#### Document excerpt
========
A new study of HIV-positive military veterans has found that abacavir (found in Ziagen, Epzicom and Trizivir) is associated with an increased risk of heart attacks, whereas tenofovir (found in Viread, Truvada and Atripla) may increase the risk of heart failure. The study, published online April 21 in the journal AIDS, may add a new layer of complexity to the already unclear process of selecting antiretrovirals (ARVs) that won't heighten the risk of cardiovascular disease (CVD).

There has been an ongoing debate over whether abacavir increases the risk of heart attacks. Back in 2008, researchers first presented data showing that people currently taking abacavir had about twice the risk for experiencing a heart attack as people not currently taking abacavir.

Subsequent studies echoed these results. Specifically, they showed poorer efficacy with abacavir in people starting ARV therapy with viral loads over 100,000 copies. As a result of these combined data, the committee tasked with developing HIV treatment guidelines for the U.S. Department of Health and Human Services (DHHS) downgraded abacavir from a “preferred” regimen to an “alternative” regimen.
========
#### Records
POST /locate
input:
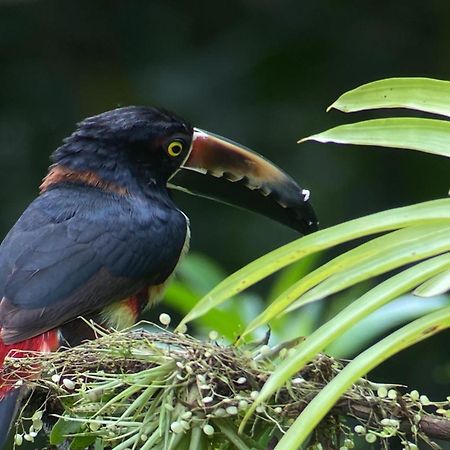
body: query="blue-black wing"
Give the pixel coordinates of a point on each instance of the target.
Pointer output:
(76, 249)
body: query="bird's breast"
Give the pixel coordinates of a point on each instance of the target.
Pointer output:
(125, 313)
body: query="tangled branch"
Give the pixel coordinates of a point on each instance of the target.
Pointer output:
(141, 389)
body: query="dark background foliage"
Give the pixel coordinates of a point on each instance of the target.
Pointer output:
(260, 72)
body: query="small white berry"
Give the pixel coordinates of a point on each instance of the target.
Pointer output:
(165, 319)
(213, 335)
(56, 378)
(382, 392)
(208, 430)
(392, 394)
(177, 427)
(69, 384)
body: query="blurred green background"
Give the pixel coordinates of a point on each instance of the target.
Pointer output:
(257, 71)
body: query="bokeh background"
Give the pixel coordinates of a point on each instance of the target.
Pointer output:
(260, 72)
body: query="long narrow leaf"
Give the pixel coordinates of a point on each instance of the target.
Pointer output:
(426, 135)
(437, 285)
(351, 315)
(317, 409)
(436, 210)
(369, 259)
(394, 314)
(423, 94)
========
#### Activities
1 - List every brand-name drug that the article on antiretrovirals and heart risk names as containing abacavir or tenofovir.
2 - Summarize the article on antiretrovirals and heart risk in two sentences.
The rows have no connection to the article on antiretrovirals and heart risk.

#### Task-by-task answers
1 - Ziagen, Epzicom, Trizivir, Viread, Truvada, Atripla

2 - A study of HIV-positive military veterans, published online in the journal AIDS, found that abacavir is linked to a higher risk of heart attacks and that tenofovir may raise the risk of heart failure, which could further complicate the choice of antiretrovirals that won't heighten cardiovascular risk. Abacavir's heart attack risk has been debated since 2008 data showed roughly double the risk, and after later studies echoed these results and showed poorer efficacy at high viral loads, the DHHS guidelines committee downgraded abacavir from a "preferred" to an "alternative" regimen.